_WORK ITEM_:
Lines before the one containing "the white sky" are excluded; print that line and every line after it through the end of the material below, exactly.

_DATA UNDER STUDY_:

-.-.-

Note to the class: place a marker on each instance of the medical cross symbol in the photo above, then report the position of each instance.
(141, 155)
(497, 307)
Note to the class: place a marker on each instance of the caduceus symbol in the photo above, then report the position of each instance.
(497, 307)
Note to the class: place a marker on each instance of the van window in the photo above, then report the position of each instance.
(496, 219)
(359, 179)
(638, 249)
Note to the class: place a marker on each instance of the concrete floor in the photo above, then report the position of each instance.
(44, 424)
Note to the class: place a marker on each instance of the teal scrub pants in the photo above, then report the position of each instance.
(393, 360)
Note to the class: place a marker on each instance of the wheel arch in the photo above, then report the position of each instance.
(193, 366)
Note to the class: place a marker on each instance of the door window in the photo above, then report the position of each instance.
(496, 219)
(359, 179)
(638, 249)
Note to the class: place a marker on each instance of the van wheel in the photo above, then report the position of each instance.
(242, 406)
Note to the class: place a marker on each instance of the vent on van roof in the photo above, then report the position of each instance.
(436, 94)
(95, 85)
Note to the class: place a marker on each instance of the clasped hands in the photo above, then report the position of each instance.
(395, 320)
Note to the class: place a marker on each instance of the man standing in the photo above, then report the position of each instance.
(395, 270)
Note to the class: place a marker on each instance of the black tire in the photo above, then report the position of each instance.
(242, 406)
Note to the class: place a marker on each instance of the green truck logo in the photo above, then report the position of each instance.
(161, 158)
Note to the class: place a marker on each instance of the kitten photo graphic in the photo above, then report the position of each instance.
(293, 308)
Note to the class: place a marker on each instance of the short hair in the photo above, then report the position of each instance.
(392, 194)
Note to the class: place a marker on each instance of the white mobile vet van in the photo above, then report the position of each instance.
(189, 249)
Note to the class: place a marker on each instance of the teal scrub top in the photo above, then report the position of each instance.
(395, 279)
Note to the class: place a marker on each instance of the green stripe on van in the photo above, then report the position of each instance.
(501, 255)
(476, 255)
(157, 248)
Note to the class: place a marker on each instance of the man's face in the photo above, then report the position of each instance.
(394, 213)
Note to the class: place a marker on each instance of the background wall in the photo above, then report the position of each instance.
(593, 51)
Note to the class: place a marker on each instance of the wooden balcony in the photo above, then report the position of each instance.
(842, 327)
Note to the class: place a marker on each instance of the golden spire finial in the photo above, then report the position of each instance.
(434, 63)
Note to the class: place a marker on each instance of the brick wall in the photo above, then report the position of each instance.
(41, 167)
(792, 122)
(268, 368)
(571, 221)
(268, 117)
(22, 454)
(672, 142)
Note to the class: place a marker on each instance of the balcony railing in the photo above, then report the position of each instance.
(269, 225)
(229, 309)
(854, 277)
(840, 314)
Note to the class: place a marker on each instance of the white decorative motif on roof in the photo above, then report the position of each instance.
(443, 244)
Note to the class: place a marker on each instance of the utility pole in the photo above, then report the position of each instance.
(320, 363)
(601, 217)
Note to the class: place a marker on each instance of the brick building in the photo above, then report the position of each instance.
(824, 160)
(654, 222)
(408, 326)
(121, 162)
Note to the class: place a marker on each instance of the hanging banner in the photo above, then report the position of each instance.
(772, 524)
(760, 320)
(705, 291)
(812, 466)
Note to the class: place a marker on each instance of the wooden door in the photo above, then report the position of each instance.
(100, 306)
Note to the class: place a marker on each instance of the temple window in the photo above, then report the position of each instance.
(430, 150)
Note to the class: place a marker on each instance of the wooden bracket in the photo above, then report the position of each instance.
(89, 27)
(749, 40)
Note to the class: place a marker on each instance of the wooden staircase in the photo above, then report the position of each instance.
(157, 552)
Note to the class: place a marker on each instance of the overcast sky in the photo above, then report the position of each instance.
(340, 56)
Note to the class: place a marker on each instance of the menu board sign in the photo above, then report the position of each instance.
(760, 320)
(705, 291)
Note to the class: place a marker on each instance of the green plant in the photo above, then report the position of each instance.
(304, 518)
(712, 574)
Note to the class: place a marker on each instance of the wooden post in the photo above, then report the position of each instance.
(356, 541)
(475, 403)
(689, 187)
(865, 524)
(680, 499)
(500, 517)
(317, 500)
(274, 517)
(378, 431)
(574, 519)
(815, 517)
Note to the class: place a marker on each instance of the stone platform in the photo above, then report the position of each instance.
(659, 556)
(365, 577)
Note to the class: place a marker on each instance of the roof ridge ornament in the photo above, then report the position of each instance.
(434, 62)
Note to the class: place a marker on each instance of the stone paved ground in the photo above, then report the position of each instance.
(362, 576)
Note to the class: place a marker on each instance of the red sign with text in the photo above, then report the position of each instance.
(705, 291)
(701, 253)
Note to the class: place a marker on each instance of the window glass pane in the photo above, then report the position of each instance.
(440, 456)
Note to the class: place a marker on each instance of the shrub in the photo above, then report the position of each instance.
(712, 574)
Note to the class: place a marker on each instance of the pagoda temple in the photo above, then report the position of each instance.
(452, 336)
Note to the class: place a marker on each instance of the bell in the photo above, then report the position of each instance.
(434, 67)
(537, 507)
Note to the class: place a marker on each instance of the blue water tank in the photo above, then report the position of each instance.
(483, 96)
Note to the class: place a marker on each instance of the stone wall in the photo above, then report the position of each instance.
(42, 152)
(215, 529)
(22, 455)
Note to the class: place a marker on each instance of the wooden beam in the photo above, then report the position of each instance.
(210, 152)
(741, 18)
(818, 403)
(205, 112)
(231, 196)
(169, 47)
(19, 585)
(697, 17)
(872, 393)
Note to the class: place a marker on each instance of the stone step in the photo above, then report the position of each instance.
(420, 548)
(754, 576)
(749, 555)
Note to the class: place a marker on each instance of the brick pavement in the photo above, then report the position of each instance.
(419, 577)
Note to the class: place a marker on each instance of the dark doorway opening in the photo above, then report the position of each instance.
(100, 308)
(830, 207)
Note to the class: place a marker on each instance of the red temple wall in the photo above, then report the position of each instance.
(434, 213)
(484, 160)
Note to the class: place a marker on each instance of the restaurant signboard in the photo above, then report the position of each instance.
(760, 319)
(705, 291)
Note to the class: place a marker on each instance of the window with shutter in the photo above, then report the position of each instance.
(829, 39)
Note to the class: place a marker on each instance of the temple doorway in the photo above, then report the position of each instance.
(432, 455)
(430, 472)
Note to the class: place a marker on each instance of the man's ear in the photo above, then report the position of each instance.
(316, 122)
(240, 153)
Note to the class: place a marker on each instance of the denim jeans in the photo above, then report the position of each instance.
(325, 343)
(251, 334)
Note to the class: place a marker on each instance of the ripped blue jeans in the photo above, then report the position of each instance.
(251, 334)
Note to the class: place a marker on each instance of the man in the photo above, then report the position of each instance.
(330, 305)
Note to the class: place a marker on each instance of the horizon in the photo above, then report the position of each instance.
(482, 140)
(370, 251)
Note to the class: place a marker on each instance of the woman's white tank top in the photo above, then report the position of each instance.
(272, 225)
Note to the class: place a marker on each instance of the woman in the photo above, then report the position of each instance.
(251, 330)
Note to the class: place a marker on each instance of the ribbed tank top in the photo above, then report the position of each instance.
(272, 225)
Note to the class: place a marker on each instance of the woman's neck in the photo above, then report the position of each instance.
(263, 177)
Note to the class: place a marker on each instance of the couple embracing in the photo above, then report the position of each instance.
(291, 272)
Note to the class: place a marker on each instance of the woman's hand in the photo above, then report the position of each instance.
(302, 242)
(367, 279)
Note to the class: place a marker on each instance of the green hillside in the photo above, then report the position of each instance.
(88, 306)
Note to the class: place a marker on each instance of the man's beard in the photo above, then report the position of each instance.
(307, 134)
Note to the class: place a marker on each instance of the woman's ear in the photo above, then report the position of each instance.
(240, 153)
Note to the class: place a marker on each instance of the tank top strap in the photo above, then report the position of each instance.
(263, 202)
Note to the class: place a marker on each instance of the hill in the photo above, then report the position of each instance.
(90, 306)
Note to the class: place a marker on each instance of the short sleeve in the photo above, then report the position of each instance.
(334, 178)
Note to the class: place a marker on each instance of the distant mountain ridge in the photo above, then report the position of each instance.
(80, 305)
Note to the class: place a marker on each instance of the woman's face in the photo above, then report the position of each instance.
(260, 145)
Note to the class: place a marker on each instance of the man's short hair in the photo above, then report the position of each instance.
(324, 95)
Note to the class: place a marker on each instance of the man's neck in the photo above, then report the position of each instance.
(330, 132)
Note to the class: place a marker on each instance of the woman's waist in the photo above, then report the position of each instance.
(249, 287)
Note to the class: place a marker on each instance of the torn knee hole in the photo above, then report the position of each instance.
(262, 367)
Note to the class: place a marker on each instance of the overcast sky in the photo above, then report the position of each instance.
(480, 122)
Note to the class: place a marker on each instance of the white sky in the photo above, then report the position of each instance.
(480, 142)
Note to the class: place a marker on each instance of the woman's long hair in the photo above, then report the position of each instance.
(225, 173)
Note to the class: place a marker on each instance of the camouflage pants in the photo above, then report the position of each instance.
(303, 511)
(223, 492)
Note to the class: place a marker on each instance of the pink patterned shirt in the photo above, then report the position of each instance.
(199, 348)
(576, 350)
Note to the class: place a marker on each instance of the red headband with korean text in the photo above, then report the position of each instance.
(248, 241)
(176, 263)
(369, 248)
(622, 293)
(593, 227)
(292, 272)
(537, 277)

-.-.-

_OUTPUT BELOW_:
Note to the class: place a marker on each instance of the white sky in the photo above, then report the position of each instance.
(480, 142)
Note to the class: place a marker on each instance of the woman's long hair in the photo above, then report the position of each instance.
(225, 173)
Note to the class: place a marker on each instance of the camouflage pants in the photo above, then report the position of each instance.
(303, 511)
(223, 492)
Note to the class: place a marker on each instance of the pink patterned shirt in the photo above, then report the position of each instance.
(199, 348)
(576, 350)
Note to the class: place a marker on each instance of the red headband with korean text in the photo above, then report the position of each instance.
(248, 241)
(176, 263)
(369, 248)
(622, 293)
(593, 227)
(292, 272)
(537, 277)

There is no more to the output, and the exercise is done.